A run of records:
○ ○ ○ ○ ○ ○ ○

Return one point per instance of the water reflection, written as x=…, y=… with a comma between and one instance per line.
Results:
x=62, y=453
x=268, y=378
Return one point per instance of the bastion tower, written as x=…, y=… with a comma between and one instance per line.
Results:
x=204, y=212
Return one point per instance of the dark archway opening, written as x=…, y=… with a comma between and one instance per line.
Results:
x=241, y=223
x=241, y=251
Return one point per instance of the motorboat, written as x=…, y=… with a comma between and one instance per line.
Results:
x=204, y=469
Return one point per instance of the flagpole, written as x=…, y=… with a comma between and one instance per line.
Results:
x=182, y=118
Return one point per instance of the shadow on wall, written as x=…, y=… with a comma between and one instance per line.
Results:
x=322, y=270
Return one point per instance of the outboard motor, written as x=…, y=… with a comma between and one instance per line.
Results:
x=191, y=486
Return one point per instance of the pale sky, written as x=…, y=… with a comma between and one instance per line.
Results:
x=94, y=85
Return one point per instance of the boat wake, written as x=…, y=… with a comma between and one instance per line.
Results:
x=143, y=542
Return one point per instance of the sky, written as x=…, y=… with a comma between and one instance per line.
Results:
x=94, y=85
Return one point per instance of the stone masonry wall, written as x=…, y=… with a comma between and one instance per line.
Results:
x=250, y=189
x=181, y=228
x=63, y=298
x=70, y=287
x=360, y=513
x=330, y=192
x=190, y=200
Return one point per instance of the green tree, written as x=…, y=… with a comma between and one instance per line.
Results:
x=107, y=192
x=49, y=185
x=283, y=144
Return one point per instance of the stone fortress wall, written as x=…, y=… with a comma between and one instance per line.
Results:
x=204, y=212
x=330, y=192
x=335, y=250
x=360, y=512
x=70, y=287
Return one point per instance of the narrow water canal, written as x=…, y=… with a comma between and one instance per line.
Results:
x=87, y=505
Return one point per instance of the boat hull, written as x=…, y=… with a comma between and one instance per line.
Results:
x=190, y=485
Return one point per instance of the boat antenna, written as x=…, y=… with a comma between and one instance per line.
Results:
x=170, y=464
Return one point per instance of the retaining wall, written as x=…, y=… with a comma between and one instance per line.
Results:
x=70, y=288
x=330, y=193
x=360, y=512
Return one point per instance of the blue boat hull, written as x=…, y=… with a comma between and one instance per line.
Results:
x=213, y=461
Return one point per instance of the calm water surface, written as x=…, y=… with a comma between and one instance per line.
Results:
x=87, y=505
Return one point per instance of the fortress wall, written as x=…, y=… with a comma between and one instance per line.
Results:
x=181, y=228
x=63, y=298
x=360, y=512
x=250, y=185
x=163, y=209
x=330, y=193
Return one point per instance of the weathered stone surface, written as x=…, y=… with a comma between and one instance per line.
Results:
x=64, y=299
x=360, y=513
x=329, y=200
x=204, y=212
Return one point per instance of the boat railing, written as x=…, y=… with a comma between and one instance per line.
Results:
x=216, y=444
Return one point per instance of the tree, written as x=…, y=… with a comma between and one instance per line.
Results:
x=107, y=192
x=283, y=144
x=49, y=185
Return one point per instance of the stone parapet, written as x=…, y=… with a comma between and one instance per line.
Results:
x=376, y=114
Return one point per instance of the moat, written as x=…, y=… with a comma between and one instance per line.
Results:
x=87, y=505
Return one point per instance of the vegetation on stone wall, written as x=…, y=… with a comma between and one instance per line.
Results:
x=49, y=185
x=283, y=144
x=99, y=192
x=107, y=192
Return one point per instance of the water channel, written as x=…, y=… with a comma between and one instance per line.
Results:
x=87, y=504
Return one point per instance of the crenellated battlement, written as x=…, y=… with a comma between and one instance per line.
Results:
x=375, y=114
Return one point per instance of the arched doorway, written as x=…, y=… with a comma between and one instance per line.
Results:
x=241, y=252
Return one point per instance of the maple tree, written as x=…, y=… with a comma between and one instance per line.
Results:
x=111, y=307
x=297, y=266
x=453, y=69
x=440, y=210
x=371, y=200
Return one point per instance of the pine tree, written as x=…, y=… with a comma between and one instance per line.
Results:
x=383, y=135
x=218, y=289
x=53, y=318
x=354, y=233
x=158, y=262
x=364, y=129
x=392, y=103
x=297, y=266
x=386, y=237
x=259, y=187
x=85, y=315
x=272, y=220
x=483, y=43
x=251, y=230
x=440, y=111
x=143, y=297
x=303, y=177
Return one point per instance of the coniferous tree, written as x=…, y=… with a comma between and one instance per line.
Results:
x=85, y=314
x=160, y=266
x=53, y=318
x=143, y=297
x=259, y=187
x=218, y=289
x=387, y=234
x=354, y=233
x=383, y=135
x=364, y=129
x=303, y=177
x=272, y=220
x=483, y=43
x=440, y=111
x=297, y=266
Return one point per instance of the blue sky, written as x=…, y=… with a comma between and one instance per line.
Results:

○ ○ ○ ○ ○ ○ ○

• **WORK INSTRUCTIONS**:
Please convert every line of the records above into a Markdown table with two columns, Row and Line, giving each line its own numbered row and skipping blank lines.

• **RESPONSE**:
| Row | Line |
|---|---|
| 1 | Return one point per instance of the water reflection, written as x=…, y=… with a comma between and one instance per line. |
| 2 | Results: |
| 3 | x=62, y=453 |
| 4 | x=268, y=378 |
| 5 | Return one point per instance of the bastion tower, written as x=…, y=… with a comma between and one instance per line. |
| 6 | Results: |
| 7 | x=204, y=212 |
| 8 | Return one point per instance of the dark archway opening, written as x=…, y=… with a comma between and one instance per line. |
| 9 | Results: |
| 10 | x=241, y=223 |
| 11 | x=241, y=251 |
| 12 | Return one point per instance of the motorboat, written as x=…, y=… with a comma between and one instance per line. |
| 13 | Results: |
| 14 | x=204, y=469 |
| 15 | Return one point per instance of the flagpole, written as x=…, y=… with a comma between and one instance per line. |
| 16 | Results: |
| 17 | x=182, y=118 |
| 18 | Return one point per instance of the shadow on wall, written as x=…, y=… with a comma between and one instance per line. |
| 19 | Results: |
| 20 | x=322, y=270 |
| 21 | Return one point per instance of the outboard motor, written as x=…, y=… with a comma between and one instance per line. |
| 22 | Results: |
| 23 | x=191, y=486 |
| 24 | Return one point per instance of the pale sky, written as x=…, y=… with a comma between and one instance per line. |
| 25 | Results: |
| 26 | x=94, y=85 |
| 27 | Return one point per instance of the boat wake, written as x=…, y=… with a comma between and one instance per line. |
| 28 | Results: |
| 29 | x=143, y=542 |
| 30 | Return one point per instance of the sky, written as x=…, y=… with a comma between and one instance per line. |
| 31 | Results: |
| 32 | x=94, y=85 |
| 33 | Return one point per instance of the stone masonry wall, written as x=…, y=… with a comma between and one instance per line. |
| 34 | Results: |
| 35 | x=250, y=189 |
| 36 | x=181, y=228 |
| 37 | x=63, y=298 |
| 38 | x=70, y=287 |
| 39 | x=360, y=513 |
| 40 | x=330, y=192 |
| 41 | x=190, y=200 |
| 42 | Return one point per instance of the green tree, written as x=…, y=… with a comma between and one instance per line. |
| 43 | Results: |
| 44 | x=107, y=192 |
| 45 | x=49, y=185 |
| 46 | x=283, y=144 |
| 47 | Return one point per instance of the stone fortress wall, written as x=…, y=… with a comma between and one instance per line. |
| 48 | Results: |
| 49 | x=204, y=212 |
| 50 | x=330, y=192 |
| 51 | x=335, y=250 |
| 52 | x=360, y=512 |
| 53 | x=70, y=287 |
| 54 | Return one point per instance of the narrow water canal, written as x=…, y=… with a comma between and one instance per line. |
| 55 | Results: |
| 56 | x=87, y=505 |
| 57 | Return one point per instance of the boat hull, written as x=…, y=… with a comma between and one instance per line. |
| 58 | Results: |
| 59 | x=190, y=485 |
| 60 | Return one point per instance of the boat antenna, written as x=…, y=… with a comma between and one instance per line. |
| 61 | Results: |
| 62 | x=170, y=464 |
| 63 | Return one point per instance of the retaining wall, written as x=…, y=… with a comma between and one instance per line. |
| 64 | Results: |
| 65 | x=70, y=288 |
| 66 | x=330, y=193 |
| 67 | x=360, y=512 |
| 68 | Return one point per instance of the blue boat hull, written as x=…, y=… with a comma between and one instance per line. |
| 69 | Results: |
| 70 | x=213, y=461 |
| 71 | Return one point per instance of the calm water surface, written as x=…, y=… with a comma between and one instance per line. |
| 72 | Results: |
| 73 | x=87, y=505 |
| 74 | Return one point per instance of the fortress wall, written as x=…, y=… with a comma between and one instance per line. |
| 75 | Results: |
| 76 | x=181, y=228 |
| 77 | x=63, y=298 |
| 78 | x=360, y=512 |
| 79 | x=250, y=185 |
| 80 | x=163, y=209 |
| 81 | x=330, y=193 |
| 82 | Return one point per instance of the weathered stone surface, written as x=…, y=… with a comma between and one instance per line. |
| 83 | Results: |
| 84 | x=64, y=299 |
| 85 | x=360, y=513 |
| 86 | x=329, y=200 |
| 87 | x=204, y=212 |
| 88 | Return one point per instance of the boat railing, written as x=…, y=… with a comma between and one instance per line. |
| 89 | Results: |
| 90 | x=216, y=444 |
| 91 | Return one point per instance of the tree, written as x=…, y=… with a comma between and one instance per line. |
| 92 | Results: |
| 93 | x=107, y=192 |
| 94 | x=283, y=144 |
| 95 | x=49, y=185 |
| 96 | Return one point per instance of the stone parapet, written as x=…, y=… with a comma between and one instance per line. |
| 97 | Results: |
| 98 | x=376, y=114 |
| 99 | Return one point per instance of the moat, written as x=…, y=… with a comma between and one instance per line. |
| 100 | Results: |
| 101 | x=87, y=505 |
| 102 | Return one point per instance of the vegetation on stone wall, written as x=…, y=… with a comma between and one instance per line. |
| 103 | Results: |
| 104 | x=49, y=185 |
| 105 | x=283, y=144 |
| 106 | x=99, y=192 |
| 107 | x=107, y=192 |
| 108 | Return one point per instance of the water channel, written as x=…, y=… with a comma between and one instance per line. |
| 109 | Results: |
| 110 | x=87, y=504 |
| 111 | Return one point per instance of the crenellated battlement, written as x=…, y=… with a comma between and one instance per line. |
| 112 | Results: |
| 113 | x=375, y=114 |
| 114 | Return one point per instance of the arched doorway, written as x=…, y=… with a comma between and one instance per line. |
| 115 | Results: |
| 116 | x=241, y=252 |
| 117 | Return one point per instance of the maple tree, written as x=…, y=… with a comma between and one instance per line. |
| 118 | Results: |
| 119 | x=111, y=307 |
| 120 | x=297, y=266 |
| 121 | x=453, y=69 |
| 122 | x=440, y=210 |
| 123 | x=371, y=200 |
| 124 | Return one point per instance of the pine tree, written as x=…, y=… with a comma between and one instance per line. |
| 125 | Results: |
| 126 | x=383, y=135 |
| 127 | x=218, y=289 |
| 128 | x=53, y=318 |
| 129 | x=354, y=233 |
| 130 | x=158, y=262 |
| 131 | x=364, y=129 |
| 132 | x=392, y=103 |
| 133 | x=297, y=266 |
| 134 | x=386, y=237 |
| 135 | x=259, y=187 |
| 136 | x=85, y=315 |
| 137 | x=272, y=220 |
| 138 | x=483, y=43 |
| 139 | x=251, y=230 |
| 140 | x=440, y=111 |
| 141 | x=143, y=297 |
| 142 | x=303, y=177 |
| 143 | Return one point per instance of the coniferous tree, written as x=…, y=… with a comma between and one instance per line. |
| 144 | Results: |
| 145 | x=85, y=314 |
| 146 | x=160, y=266 |
| 147 | x=53, y=318 |
| 148 | x=143, y=297 |
| 149 | x=259, y=187 |
| 150 | x=218, y=289 |
| 151 | x=387, y=234 |
| 152 | x=354, y=233 |
| 153 | x=383, y=135 |
| 154 | x=364, y=129 |
| 155 | x=303, y=177 |
| 156 | x=272, y=220 |
| 157 | x=483, y=43 |
| 158 | x=440, y=111 |
| 159 | x=297, y=266 |
| 160 | Return one point per instance of the blue sky, written as x=…, y=… with a comma between and one instance per line. |
| 161 | Results: |